:: The data ::
Start of Block

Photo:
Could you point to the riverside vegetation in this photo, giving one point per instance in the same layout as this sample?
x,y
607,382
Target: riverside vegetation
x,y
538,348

End of Block

:: Exercise details ::
The records above need to be retyped in full, exactly as they stand.

:: Answer for the task ::
Photo:
Could you point to the riverside vegetation in this photo, giving one point per instance in the same layout as this sample?
x,y
607,382
Target: riverside vegetation
x,y
538,348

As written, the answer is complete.